- [GOAL OF THE EXERCISE]: Reproduce, character for character, the stretch of the material from its opening line through the line containing "<point>25,37</point>", including both.

- [RECORDS PROVIDED]:
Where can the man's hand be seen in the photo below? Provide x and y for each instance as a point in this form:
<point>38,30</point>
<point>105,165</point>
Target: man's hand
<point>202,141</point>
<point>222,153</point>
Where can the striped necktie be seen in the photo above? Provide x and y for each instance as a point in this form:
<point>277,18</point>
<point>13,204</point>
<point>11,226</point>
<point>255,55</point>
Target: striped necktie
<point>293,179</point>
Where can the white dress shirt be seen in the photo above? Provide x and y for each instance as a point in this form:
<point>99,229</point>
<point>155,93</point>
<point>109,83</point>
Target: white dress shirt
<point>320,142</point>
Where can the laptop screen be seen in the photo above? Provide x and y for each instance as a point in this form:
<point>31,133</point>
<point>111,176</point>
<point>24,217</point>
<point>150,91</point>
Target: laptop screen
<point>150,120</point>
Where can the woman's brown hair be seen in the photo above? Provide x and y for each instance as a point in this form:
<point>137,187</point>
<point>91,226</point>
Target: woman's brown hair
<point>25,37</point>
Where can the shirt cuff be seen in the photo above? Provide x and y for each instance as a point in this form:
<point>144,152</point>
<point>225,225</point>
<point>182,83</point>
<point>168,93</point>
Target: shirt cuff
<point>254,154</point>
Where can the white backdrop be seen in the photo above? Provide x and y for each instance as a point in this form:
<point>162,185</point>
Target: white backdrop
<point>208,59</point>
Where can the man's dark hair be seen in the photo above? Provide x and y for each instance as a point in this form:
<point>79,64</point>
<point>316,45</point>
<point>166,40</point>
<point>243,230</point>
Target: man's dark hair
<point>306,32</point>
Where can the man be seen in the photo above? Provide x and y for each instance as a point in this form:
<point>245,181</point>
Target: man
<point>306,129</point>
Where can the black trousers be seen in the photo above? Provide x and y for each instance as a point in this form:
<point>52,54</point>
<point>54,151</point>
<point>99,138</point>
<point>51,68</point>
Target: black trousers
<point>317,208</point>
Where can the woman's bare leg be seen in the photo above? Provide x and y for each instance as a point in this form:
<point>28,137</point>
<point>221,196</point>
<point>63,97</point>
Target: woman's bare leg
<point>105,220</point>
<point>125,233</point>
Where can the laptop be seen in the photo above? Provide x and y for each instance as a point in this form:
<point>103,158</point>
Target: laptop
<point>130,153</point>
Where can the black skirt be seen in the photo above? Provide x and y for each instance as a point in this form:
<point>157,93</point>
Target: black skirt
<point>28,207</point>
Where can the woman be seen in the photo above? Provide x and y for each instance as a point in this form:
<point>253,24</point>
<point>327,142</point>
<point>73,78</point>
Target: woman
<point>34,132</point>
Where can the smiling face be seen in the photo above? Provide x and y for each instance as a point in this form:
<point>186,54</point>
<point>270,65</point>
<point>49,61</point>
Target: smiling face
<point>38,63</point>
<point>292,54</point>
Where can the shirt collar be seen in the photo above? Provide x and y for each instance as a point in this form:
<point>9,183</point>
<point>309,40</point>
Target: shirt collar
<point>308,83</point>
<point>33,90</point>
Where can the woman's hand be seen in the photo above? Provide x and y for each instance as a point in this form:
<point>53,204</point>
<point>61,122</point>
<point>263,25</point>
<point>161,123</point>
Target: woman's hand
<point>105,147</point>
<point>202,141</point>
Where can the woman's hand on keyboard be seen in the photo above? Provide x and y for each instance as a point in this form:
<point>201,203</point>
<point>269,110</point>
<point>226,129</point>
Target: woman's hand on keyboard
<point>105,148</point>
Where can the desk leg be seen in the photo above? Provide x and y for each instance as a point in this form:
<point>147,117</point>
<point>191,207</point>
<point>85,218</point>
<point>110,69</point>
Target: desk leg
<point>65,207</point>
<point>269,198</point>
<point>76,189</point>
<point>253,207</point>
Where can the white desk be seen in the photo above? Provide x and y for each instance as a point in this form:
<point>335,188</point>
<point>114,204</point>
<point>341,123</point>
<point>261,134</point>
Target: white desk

- [REPLY TO THE EXERCISE]:
Where can the man's hand be seen in the photo below? Provide x and y for each instance as a point in this form:
<point>38,30</point>
<point>105,165</point>
Target: man's hand
<point>202,141</point>
<point>222,153</point>
Where can the striped necktie be seen in the photo above? Provide x and y for each instance as a point in this form:
<point>277,18</point>
<point>13,204</point>
<point>11,226</point>
<point>255,55</point>
Target: striped necktie
<point>293,179</point>
Where can the white dress shirt be seen in the photo above? Provide x and y for each instance as a point in this form:
<point>99,229</point>
<point>155,93</point>
<point>109,83</point>
Target: white dress shirt
<point>320,142</point>
Where can the laptop screen be seen in the photo above? Provide x and y for each instance as a point in this form:
<point>31,133</point>
<point>111,176</point>
<point>24,217</point>
<point>150,91</point>
Target: laptop screen
<point>150,120</point>
Where can the woman's brown hair be seen in the photo above? Provide x and y for each instance as a point in this form:
<point>137,187</point>
<point>91,226</point>
Target: woman's brown hair
<point>25,37</point>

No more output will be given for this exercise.